> **ACTIVITY**
Please set down only the lines between the line containing "Spot the cloud" and the end of the records, inclusive, exactly as they stand.
━━━━━ MATERIAL SUPPLIED ━━━━━
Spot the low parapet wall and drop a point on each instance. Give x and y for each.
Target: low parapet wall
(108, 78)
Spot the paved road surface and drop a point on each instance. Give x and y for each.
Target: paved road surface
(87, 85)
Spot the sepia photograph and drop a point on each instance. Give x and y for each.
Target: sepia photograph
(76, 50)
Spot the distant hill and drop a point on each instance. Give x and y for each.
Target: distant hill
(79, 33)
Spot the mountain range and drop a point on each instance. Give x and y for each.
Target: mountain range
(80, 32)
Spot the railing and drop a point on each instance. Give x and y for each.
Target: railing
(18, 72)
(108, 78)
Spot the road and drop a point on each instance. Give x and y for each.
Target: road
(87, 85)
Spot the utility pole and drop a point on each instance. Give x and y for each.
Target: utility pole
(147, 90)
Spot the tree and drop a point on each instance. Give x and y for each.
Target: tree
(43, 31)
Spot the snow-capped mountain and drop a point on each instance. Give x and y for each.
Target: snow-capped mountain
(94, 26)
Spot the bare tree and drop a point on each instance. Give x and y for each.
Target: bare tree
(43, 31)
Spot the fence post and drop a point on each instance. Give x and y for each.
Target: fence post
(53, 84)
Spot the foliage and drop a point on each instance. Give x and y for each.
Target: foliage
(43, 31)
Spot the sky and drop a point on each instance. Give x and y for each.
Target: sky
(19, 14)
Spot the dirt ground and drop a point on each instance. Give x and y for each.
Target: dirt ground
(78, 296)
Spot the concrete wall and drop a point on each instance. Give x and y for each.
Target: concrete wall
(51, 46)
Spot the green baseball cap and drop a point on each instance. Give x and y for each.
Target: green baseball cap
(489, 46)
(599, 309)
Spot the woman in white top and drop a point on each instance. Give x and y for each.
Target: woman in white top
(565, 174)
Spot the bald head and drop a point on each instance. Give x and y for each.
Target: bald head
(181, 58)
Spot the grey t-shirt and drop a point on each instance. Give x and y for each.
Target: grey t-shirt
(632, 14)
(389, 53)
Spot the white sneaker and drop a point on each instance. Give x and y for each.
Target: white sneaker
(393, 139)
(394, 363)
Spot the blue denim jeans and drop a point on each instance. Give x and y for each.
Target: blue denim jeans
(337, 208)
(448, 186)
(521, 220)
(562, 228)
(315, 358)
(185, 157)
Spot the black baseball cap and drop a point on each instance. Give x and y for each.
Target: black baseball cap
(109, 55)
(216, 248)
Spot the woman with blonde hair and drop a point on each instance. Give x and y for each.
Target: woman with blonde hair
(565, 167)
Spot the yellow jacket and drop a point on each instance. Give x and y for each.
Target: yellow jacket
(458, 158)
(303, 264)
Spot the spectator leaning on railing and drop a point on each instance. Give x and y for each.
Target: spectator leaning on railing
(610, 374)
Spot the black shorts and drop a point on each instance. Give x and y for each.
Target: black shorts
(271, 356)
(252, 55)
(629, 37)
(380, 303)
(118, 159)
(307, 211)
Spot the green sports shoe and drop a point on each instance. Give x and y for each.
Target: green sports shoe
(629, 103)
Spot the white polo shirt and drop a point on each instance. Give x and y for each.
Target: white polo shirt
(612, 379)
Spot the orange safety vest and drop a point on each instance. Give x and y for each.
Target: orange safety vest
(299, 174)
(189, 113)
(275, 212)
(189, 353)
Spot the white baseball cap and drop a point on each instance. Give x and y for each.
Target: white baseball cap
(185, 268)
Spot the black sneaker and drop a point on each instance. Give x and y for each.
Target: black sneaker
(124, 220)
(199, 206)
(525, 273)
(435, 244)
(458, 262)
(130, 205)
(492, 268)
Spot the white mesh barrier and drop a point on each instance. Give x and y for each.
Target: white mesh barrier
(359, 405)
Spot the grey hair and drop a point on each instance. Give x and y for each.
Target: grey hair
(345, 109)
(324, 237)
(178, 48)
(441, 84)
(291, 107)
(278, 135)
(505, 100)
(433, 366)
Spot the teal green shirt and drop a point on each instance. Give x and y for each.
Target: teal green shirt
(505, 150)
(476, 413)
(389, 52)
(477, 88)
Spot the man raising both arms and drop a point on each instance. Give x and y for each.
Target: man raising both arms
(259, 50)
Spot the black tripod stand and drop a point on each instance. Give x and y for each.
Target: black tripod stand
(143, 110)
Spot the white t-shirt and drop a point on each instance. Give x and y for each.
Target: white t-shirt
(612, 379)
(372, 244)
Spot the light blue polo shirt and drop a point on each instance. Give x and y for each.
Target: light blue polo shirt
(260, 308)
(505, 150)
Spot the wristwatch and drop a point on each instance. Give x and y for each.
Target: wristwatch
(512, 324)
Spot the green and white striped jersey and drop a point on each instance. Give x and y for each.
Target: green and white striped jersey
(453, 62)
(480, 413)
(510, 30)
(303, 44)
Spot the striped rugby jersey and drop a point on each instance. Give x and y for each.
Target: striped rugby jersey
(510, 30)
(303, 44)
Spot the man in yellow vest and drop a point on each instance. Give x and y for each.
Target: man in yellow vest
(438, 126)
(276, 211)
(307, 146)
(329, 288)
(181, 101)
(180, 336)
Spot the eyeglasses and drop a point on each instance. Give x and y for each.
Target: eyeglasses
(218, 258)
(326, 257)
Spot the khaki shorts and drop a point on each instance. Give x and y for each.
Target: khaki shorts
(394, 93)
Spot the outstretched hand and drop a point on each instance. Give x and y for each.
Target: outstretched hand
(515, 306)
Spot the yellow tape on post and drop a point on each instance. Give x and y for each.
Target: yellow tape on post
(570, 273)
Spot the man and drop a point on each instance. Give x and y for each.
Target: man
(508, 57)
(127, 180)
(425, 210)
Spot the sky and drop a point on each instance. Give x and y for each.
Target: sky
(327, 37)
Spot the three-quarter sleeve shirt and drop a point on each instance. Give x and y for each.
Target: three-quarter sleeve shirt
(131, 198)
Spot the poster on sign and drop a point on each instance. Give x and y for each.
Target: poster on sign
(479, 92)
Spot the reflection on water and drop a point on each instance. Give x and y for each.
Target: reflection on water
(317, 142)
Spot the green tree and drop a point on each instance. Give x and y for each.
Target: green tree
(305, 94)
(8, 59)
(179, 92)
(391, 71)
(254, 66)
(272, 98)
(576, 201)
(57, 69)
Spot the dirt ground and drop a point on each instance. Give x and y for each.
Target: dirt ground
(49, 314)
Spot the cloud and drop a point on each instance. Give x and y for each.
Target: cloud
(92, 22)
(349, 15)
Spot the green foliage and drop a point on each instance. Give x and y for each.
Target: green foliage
━━━━━
> **ANSWER TO THIS EXERCISE**
Spot the cloud and drop a point on each instance. Give x and y for each.
Target: cloud
(92, 22)
(349, 15)
Spot the green foliage and drop a point on each instance. Give x and y for each.
Target: green foliage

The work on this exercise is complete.